### Trecho do texto ###
De maneira geral, o estudo da Unicef traz informações já conhecidas e sentidas por quem minimamente observa a realidade política, econômica, social e ambiental e mais ainda por quem sente no corpo a dor da fome, por quem enterra uma pessoa querida que esperava por uma cirurgia ou por quem sente a frustração de fechar o mês sem conseguir pagar as contas básicas. Não são problemas recentes, muito pelo contrário.

Mas, a apresentação e o entendimento desses dados são essenciais para compreender quais são as dimensões da pobreza que têm se revelado com maior incidência para orientar a criação e o fortalecimento de políticas públicas intersetoriais. Ou seja, que integram e são conduzidas por diferentes pastas, como educação e assistência social.

“A população sergipana cresceu bastante e os investimentos não acompanham”


Para a assistente social Maísa Aguiar, que é mestra em Políticas Sociais e Serviço Social pela Universidade Federal de Sergipe (UFS) e atua na Rede de Atenção Psicossocial de Aracaju, o estado não difere do cenário nacional de empobrecimento da população, com alguns agravantes. “Sergipe acompanha a tendência nacional de um empobrecimento da população, e não só das pessoas que estão na pobreza e na extrema pobreza. Mas também da classe média. A pandemia trouxe algumas consequências bem sérias para a economia do país, mas enfrentamos também um governo federal fascista e que de forma nenhuma priorizou os investimentos sociais públicos. Muito pelo contrário, o que se pode retirar, foi retirado da classe trabalhadora, principalmente a classe de renda menos favorável”, afirma Maísa.

Com relação ao caso específico de Sergipe, onde a média de crianças e adolescentes em situação de pobreza é ainda mais desesperadora do que a média nacional, a assistente social destaca um histórico de escolhas governamentais como fator determinante. “A população sergipana cresceu bastante e os investimentos não acompanham. Neste período de pandemia, nós tivemos um aumento muito grande do desemprego, muitas famílias que já tinham saído da linha da pobreza, passaram para a linha da extrema pobreza. Aumentamos a demanda por benefícios sociais que não existem mais ou são insuficientes. Com isso, temos cada vez mais crianças e idosos em insegurança alimentar, sem acesso aos serviços básicos de saúde e de assistência social, como os CRAS (Centro de Referência de Assistência Social) e os CREAS (Centro de Referência de Assistência Social)”, aponta Maisa, que também é pós-graduanda em Saúde Mental e Atenção Psicossocial pela Fiocruz/RJ.
### Registros fornecidos ###
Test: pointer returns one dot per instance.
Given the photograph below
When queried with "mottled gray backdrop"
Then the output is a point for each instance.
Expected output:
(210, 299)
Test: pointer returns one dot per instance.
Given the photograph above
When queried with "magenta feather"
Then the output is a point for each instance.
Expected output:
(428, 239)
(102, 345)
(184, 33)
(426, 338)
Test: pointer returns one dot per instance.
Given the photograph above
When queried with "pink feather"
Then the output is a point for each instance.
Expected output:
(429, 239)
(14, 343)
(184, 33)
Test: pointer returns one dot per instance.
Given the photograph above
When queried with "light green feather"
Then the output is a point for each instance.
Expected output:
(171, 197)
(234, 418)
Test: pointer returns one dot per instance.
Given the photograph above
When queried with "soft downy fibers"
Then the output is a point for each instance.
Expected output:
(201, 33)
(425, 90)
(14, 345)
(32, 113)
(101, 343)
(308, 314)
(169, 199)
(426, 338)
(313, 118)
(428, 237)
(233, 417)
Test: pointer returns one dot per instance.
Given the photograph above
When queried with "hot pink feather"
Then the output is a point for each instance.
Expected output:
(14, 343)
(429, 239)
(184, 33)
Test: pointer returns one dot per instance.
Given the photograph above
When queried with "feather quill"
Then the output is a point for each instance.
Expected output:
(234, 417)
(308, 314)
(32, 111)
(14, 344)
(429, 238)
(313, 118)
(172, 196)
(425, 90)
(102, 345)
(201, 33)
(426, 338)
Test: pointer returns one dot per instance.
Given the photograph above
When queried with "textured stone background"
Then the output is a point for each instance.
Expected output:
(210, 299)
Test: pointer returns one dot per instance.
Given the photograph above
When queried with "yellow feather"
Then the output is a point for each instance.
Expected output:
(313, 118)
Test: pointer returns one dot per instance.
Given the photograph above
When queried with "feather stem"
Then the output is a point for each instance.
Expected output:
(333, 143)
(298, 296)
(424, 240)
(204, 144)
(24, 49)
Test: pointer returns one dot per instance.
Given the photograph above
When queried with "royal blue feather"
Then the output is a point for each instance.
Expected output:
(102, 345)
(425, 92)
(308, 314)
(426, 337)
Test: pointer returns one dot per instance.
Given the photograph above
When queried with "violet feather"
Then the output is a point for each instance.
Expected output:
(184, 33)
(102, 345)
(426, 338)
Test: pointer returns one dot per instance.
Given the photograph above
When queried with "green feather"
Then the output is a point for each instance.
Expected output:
###
*Conjunto de tarefas*
(A) Responda, com base no texto sobre a pobreza em Sergipe:
(i) Que pastas o texto cita como exemplo de áreas que integram e conduzem políticas públicas intersetoriais?
(ii) Em que universidade Maísa Aguiar obteve o título de mestra?
(iii) Segundo Maísa Aguiar, além das pessoas na pobreza e na extrema pobreza, que outra parcela da população também está empobrecendo?
(B) Retome o texto sobre a pobreza em Sergipe a partir de sua última frase e dê continuidade a ele.

*Respostas por item*
(A)
(i) Educação e assistência social.
(ii) Na Universidade Federal de Sergipe (UFS).
(iii) A classe média.

(B)
O empobrecimento de uma população que enfrentou uma crise sanitária, ambiental e de saúde de proporções globais e um governo federal que se caracterizou pelo desmantelamento de políticas públicas sociais é o reflexo de um projeto de poder violento que não governa para as pessoas, mas para o lucro de determinados grupos sociais já historicamente favorecidos pela formação econômica e cultural do Brasil. E que é reproduzido em Sergipe pelo Governo do Estado e pela Prefeitura de Aracaju.

Em abril deste ano, a Assembleia Legislativa de Sergipe aprovou o projeto de Lei nº 150/2023, encaminhado pelo governador Fábio Mitidieri (PSD) e que autoriza o Estado a privatizar os serviços públicos, ou seja, fazer concessões à iniciativa privada, maquiado de “parcerias público-privadas”. E Aracaju, o prefeito Edvaldo Nogueira (PDT) segue no mesmo barco.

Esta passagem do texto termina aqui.